==== Records supplied ====

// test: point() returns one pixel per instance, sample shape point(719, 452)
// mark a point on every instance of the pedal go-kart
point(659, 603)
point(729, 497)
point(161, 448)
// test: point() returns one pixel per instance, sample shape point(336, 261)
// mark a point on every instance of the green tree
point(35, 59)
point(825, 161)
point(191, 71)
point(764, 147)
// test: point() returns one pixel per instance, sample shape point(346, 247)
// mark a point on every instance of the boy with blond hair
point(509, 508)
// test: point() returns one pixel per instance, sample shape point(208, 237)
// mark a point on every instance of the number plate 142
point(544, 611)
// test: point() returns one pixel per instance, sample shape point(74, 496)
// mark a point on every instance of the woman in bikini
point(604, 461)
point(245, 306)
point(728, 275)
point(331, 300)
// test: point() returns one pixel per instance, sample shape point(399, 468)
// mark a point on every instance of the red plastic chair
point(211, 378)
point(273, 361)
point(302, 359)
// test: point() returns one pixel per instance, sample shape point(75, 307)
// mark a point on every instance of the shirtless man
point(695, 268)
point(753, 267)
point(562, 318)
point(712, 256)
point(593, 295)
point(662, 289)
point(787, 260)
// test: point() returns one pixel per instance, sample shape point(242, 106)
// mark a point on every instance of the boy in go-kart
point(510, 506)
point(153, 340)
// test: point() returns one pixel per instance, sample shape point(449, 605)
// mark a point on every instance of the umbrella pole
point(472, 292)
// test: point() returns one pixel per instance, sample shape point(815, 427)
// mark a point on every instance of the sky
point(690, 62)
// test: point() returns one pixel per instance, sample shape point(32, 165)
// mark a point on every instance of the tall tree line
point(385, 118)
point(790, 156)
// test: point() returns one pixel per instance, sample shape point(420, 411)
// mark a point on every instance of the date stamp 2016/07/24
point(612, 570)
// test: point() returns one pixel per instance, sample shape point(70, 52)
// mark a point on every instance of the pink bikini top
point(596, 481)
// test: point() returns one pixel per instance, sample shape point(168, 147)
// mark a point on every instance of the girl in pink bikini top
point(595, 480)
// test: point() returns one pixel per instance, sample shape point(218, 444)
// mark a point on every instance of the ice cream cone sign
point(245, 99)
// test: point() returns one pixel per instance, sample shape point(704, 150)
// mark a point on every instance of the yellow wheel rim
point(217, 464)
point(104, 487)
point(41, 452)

====

- _Task details_:
Please rewrite every line of the entries above as a numbered list, leaving out any blank lines.

- _Written answer_:
1. // test: point() returns one pixel per instance, sample shape point(719, 452)
2. // mark a point on every instance of the pedal go-kart
3. point(659, 603)
4. point(729, 497)
5. point(161, 448)
6. // test: point() returns one pixel per instance, sample shape point(336, 261)
7. // mark a point on every instance of the green tree
8. point(35, 59)
9. point(825, 161)
10. point(191, 71)
11. point(764, 147)
12. // test: point() returns one pixel per instance, sample shape point(346, 247)
13. // mark a point on every instance of the boy with blond hair
14. point(509, 508)
15. // test: point() returns one pixel per instance, sample shape point(208, 237)
16. // mark a point on every instance of the number plate 142
17. point(544, 611)
18. // test: point() returns one pixel per instance, sample shape point(74, 496)
19. // mark a point on every instance of the woman in bikini
20. point(604, 461)
21. point(245, 306)
22. point(728, 275)
23. point(331, 300)
24. // test: point() returns one pixel per instance, sample shape point(399, 468)
25. // mark a point on every instance of the red plastic chair
26. point(211, 378)
27. point(273, 361)
28. point(302, 359)
29. // test: point() returns one pixel per instance, sample shape point(75, 307)
30. // mark a point on every instance of the shirtless man
31. point(695, 268)
32. point(753, 267)
33. point(562, 318)
34. point(712, 256)
35. point(593, 295)
36. point(662, 289)
37. point(787, 260)
38. // test: point() returns one pixel per instance, sample shape point(242, 106)
39. // mark a point on every instance of the boy in go-kart
40. point(510, 506)
41. point(153, 340)
42. // test: point() returns one pixel per instance, sample shape point(449, 605)
43. // mark a point on every instance of the umbrella pole
44. point(472, 292)
45. // test: point() returns one pixel per instance, sample shape point(815, 427)
46. // mark a point on every instance of the sky
47. point(690, 62)
48. // test: point() returns one pixel per instance, sample shape point(32, 165)
49. // mark a point on every instance of the tall tree line
50. point(385, 118)
51. point(790, 156)
52. // test: point() returns one pixel per instance, sample shape point(420, 411)
53. // mark a point on every instance of the date stamp 2016/07/24
54. point(612, 570)
55. // test: point() returns one pixel per instance, sample shape point(70, 52)
56. // mark a point on every instance of the pink bikini top
57. point(596, 481)
58. // test: point() returns one pixel per instance, sample shape point(168, 147)
59. // mark a point on every instance of the girl in pink bikini top
60. point(595, 480)
61. // test: point() returns one pixel per instance, sample shape point(218, 444)
62. // mark a point on every instance of the ice cream cone sign
63. point(245, 99)
64. // test: point() returns one pixel per instance, sample shape point(704, 150)
65. // mark a point on every instance of the yellow wheel rim
66. point(217, 464)
67. point(104, 487)
68. point(41, 452)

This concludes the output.